PAGE TEXT:

BLANKETEERS, the nickname given to some 5000 operatives who on the 10th of March 1817 met in St Peter’s Field, near Manchester, to march to London, each carrying blankets or rugs. Their object was to see the prince regent and lay their grievances before him. The Habeas Corpus Act was suspended, and the leaders were seized and imprisoned. The bulk of the demonstration yielded at once. The few stragglers who persisted in the march were intercepted by troops, and treated with considerable severity. Eventually the spokesmen had an interview with the ministers, and some reforms were the result.
BLANK VERSE, the unrhymed measure of iambic decasyllable in five beats which is usually adopted in English epic and dramatic poetry. The epithet is due to the absence of the rhyme which the ear expects at the end of successive lines. The decasyllabic line occurs for the first time in a Provençal poem of the 10th century, but in the earliest instances preserved it is already constructed with such regularity as to suggest that it was no new invention. It was certainly being used almost simultaneously in the north of France. Chaucer employed it in his Compleynte to Pitie about 1370. In all the literatures of western Europe it became generally used, but always with rhyme. In the beginning of the 16th century, however, certain Italian poets made the experiment of writing decasyllabics without rhyme. The tragedy of Sophonisba (1515) of G.G. Trissino (1478-1550) was the earliest work completed in this form; it was followed in 1525 by the didactic poem Le Api (The Bees), of Giovanni Rucellai (1475-1525), who announced his intention of writing ”Con verso Etrusco dalle rime sciolto,” in consequence of which expression this kind of metre was called versi sciolti or blank verse. In a very short time this form was largely adopted in Italian dramatic poetry, and the comedies of Ariosto, the Aminta of Tasso and the Pastor Fido of Guarini are composed in it. The iambic blank verse of Italy was, however, mainly hendecasyllabic, not decasyllabic, and under French influences the habit of rhyme soon returned.

STATED GOAL:
According to the encyclopedia text, on what date did the Blanketeers meet in St Peter's Field? Rely only on the encyclopedia text.

RECORDS PROVIDED:
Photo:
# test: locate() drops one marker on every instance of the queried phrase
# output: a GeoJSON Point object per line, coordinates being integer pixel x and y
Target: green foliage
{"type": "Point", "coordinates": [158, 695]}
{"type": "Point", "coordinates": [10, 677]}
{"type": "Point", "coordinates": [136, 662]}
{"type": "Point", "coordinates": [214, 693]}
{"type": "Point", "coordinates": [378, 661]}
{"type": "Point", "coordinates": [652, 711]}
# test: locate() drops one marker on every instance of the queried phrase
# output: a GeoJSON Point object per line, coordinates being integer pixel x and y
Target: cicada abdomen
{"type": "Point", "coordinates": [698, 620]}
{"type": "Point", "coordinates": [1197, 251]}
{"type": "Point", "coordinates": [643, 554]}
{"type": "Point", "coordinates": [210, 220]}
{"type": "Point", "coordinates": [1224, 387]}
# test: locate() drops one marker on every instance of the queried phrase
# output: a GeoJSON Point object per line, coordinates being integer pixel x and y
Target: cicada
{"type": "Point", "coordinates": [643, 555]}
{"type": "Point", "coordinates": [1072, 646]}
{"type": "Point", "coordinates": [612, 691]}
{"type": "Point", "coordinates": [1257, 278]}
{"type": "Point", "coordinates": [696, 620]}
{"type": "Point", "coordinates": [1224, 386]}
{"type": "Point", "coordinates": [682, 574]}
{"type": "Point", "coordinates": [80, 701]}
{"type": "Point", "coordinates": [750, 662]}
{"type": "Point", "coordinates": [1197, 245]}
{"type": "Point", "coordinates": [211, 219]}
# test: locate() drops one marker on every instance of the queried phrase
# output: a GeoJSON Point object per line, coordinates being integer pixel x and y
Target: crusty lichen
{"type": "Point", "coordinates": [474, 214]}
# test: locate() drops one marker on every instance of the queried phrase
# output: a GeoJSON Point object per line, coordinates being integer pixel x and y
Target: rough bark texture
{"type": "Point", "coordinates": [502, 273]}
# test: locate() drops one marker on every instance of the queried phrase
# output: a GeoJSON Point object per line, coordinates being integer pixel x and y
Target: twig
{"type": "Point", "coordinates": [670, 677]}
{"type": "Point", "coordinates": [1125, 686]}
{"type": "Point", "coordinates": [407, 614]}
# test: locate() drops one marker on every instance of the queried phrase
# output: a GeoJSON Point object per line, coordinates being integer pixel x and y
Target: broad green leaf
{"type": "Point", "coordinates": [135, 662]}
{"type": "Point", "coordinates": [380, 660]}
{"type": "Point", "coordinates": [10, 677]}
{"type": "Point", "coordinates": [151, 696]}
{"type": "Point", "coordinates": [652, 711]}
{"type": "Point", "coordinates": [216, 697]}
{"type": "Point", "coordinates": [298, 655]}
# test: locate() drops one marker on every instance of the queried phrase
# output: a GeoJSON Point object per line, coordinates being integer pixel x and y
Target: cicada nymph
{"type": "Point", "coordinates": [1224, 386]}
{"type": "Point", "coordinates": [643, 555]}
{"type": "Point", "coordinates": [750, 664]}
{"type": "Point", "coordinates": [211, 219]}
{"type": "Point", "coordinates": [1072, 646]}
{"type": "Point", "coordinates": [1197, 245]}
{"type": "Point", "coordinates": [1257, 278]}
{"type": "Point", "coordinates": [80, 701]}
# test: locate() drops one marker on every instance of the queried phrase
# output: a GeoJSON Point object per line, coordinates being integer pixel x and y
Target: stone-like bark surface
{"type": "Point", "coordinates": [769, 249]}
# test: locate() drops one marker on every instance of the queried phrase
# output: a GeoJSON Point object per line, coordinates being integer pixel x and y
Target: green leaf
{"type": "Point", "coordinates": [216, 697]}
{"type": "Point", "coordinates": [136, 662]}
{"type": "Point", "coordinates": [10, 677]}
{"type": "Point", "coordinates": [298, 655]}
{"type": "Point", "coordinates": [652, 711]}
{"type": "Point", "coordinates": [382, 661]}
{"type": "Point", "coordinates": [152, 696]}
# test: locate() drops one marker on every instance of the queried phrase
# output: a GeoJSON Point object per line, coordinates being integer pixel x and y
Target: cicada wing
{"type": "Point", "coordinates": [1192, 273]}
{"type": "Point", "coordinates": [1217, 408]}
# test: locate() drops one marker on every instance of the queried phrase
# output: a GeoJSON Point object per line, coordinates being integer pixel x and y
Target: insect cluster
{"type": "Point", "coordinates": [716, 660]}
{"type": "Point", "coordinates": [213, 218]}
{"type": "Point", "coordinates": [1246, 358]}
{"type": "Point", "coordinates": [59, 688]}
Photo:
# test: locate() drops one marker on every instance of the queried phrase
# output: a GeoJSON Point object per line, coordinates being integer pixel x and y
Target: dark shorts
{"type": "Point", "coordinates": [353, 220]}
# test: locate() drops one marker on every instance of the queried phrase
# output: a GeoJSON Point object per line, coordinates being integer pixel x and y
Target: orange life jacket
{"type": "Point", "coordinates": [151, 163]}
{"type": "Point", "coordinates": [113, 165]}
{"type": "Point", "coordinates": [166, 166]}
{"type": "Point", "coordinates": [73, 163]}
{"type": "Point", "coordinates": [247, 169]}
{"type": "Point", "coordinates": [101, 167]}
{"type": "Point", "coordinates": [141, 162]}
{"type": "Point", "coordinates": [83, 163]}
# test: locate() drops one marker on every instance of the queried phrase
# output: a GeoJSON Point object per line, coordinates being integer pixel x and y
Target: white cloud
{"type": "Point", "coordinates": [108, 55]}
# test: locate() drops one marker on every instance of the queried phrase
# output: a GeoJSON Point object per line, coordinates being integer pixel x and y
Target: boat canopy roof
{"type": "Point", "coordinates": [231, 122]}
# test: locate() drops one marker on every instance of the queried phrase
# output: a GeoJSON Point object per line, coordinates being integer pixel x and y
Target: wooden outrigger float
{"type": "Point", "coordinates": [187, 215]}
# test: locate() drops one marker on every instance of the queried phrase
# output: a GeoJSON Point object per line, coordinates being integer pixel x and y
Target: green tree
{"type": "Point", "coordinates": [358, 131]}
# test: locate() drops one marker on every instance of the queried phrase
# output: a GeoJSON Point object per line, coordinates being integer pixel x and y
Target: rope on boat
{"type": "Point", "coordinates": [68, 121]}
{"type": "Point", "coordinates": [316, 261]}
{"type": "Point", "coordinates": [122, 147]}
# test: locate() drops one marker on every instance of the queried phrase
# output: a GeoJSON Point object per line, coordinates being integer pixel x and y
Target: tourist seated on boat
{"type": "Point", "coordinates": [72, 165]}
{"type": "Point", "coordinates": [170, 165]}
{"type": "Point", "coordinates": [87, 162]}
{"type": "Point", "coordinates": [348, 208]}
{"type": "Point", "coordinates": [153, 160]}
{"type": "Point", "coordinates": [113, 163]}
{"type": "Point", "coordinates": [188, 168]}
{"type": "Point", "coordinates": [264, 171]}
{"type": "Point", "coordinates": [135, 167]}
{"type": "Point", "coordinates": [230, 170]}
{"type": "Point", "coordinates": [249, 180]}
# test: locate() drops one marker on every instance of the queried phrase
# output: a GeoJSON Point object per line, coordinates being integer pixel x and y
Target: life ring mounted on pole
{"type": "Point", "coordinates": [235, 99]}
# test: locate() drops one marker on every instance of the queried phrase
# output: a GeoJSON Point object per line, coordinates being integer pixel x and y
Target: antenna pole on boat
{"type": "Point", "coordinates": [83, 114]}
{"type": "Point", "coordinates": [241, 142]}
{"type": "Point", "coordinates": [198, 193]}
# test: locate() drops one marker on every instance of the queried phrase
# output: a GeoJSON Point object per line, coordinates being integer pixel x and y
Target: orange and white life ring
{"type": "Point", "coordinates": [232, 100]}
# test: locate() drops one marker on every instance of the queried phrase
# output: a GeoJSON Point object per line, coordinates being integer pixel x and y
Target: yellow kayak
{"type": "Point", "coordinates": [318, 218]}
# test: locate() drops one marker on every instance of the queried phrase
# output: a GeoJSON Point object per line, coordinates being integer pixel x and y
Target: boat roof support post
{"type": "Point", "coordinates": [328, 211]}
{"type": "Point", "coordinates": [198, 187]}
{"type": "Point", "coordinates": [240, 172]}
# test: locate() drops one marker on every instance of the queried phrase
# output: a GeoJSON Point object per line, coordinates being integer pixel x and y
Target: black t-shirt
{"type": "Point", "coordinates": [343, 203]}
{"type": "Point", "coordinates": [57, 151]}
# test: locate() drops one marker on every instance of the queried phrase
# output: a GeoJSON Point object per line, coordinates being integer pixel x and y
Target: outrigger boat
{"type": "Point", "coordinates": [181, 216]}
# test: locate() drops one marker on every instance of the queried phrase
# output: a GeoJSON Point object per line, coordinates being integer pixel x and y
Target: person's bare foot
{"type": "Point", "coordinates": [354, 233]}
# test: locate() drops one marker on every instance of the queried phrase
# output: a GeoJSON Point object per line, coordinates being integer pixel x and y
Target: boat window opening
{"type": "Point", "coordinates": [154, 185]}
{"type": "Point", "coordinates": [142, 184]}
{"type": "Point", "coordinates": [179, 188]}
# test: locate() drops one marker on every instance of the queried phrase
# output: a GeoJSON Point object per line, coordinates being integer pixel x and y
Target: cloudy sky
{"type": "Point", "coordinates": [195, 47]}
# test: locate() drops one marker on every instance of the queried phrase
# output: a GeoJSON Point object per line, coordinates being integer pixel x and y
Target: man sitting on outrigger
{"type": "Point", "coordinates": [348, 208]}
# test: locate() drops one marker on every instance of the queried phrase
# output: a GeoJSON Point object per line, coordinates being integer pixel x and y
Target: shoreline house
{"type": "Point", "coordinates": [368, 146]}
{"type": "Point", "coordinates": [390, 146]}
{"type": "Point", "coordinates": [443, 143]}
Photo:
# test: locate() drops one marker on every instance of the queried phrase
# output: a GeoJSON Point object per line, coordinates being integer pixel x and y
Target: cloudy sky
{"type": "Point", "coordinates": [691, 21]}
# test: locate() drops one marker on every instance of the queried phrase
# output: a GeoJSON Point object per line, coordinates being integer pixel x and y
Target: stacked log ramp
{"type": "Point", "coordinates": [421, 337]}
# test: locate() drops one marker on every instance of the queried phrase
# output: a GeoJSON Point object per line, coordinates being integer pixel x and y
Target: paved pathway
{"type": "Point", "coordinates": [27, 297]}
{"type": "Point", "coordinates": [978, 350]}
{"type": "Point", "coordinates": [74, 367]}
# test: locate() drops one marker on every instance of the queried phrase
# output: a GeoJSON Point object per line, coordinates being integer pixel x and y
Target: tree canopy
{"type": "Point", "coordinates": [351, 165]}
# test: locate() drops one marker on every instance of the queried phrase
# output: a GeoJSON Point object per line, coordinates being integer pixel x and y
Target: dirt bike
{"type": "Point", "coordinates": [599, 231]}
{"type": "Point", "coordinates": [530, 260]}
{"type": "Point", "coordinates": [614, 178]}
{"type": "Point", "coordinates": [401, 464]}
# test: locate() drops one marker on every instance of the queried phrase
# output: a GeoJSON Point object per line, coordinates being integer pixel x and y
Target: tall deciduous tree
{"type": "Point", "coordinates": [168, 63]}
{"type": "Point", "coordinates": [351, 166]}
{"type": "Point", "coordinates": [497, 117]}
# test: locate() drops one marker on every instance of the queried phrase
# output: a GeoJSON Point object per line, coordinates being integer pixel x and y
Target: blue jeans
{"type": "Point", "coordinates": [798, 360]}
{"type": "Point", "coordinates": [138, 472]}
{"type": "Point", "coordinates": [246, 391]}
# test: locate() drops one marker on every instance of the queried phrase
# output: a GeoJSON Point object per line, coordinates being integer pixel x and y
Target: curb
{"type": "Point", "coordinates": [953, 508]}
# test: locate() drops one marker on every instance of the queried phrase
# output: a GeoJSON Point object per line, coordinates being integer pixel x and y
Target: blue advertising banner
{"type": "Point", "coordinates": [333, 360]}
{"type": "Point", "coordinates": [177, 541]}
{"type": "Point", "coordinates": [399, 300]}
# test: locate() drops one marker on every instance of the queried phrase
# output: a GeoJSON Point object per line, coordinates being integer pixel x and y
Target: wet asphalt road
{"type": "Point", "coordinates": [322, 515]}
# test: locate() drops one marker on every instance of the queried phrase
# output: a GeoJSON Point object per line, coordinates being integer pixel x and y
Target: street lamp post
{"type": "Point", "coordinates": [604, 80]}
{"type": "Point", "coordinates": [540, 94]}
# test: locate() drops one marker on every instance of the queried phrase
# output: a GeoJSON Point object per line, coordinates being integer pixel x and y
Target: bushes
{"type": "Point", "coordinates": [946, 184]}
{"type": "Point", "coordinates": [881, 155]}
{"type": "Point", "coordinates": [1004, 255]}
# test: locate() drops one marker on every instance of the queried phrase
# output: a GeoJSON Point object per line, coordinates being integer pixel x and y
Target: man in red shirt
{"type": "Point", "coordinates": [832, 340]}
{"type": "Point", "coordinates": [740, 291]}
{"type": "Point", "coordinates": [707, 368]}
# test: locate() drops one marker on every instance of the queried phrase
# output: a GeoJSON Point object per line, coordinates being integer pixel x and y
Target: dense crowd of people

COMPLETE RESPONSE:
On the 10th of March 1817.